> **DATASET**

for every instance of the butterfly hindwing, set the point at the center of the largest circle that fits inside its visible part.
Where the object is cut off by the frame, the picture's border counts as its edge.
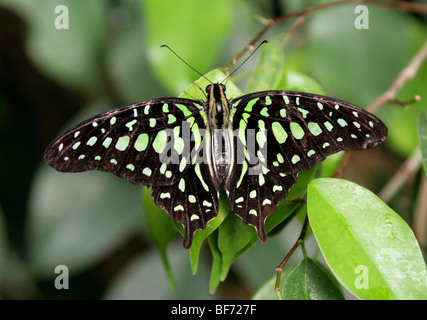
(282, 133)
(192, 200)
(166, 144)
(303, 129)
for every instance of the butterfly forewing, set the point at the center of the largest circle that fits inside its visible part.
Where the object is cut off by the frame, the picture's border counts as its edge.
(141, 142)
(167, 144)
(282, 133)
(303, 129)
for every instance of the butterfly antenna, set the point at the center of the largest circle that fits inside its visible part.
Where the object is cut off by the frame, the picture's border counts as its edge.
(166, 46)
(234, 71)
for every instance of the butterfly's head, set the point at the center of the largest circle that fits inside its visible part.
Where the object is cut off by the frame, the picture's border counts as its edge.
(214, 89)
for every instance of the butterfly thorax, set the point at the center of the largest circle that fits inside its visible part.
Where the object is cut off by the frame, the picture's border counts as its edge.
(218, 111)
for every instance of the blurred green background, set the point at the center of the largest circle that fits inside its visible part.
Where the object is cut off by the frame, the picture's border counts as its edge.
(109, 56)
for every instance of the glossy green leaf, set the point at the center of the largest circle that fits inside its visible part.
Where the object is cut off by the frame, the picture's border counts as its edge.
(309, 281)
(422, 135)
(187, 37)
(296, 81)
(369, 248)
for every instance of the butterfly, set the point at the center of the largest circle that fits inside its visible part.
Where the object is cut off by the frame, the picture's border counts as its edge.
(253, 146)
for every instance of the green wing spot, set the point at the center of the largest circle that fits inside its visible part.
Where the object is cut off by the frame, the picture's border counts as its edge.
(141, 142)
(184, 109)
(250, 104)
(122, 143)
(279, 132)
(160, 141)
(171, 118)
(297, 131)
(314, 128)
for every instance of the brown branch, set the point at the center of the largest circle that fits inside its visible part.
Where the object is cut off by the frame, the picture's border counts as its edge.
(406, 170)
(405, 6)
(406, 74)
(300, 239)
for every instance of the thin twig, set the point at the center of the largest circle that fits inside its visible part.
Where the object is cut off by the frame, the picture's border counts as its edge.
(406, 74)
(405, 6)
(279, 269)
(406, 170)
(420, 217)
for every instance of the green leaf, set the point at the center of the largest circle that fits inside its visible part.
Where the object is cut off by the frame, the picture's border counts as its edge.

> **WHAT YOU NEED TO DO**
Lines of the material that contain the word "green" are to be gathered.

> **ANSWER TO THIS EXERCISE**
for every instance of the blurred green background, set the point at the center of the largest circle that fits inside its visible part.
for every instance of the glossy green leaf, set the point at the center of the largest circle that fits inside its visible part.
for every instance of the green wing spot, set the point at the center of the largest circle that fits inside its visible part.
for every instance of the green leaf, set the point at the center of the largest circle that fits inside its visible part.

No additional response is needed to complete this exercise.